• _TAREFA PROPOSTA_:
Conte quantas linhas dos itens abaixo contêm a palavra "wall", diferenciando maiúsculas de minúsculas. Responda apenas com o número.

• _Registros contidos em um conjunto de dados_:
--*--
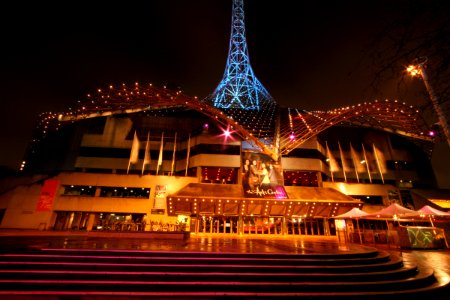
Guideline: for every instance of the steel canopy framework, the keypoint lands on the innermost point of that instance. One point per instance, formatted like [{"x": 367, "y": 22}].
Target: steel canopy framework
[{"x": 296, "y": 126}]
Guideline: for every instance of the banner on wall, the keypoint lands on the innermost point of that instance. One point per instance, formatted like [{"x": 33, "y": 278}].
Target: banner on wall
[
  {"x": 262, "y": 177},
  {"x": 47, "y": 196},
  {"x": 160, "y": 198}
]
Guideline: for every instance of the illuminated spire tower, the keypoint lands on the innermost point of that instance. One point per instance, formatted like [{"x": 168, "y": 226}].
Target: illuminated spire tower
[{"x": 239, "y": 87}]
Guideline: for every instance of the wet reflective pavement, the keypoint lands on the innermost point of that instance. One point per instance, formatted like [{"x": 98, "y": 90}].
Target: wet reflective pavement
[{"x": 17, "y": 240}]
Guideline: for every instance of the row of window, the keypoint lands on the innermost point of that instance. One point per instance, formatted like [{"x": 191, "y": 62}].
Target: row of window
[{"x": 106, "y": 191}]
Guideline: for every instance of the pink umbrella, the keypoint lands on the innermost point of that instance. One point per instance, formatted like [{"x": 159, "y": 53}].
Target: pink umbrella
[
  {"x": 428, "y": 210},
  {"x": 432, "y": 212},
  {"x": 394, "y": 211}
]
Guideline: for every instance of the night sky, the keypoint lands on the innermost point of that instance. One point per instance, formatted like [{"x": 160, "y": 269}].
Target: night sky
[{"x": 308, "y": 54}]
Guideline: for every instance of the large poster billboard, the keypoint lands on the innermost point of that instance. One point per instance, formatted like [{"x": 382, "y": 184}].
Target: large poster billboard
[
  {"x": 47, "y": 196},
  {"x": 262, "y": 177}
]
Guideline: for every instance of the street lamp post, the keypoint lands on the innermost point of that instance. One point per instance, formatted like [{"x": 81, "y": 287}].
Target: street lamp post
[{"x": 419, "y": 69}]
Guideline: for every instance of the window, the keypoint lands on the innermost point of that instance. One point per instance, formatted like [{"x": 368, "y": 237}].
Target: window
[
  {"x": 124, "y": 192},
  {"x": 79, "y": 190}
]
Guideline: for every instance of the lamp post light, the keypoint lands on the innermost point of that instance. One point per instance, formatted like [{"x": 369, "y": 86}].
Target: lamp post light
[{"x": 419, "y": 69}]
--*--
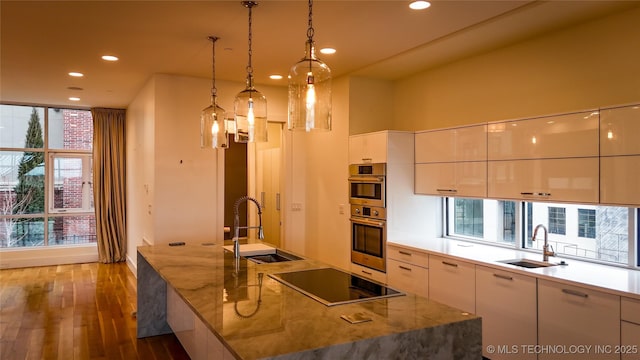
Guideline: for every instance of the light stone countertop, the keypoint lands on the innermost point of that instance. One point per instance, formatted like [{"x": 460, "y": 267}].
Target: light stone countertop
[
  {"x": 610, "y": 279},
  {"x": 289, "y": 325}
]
--*--
• _RESPOSTA DA TAREFA_:
2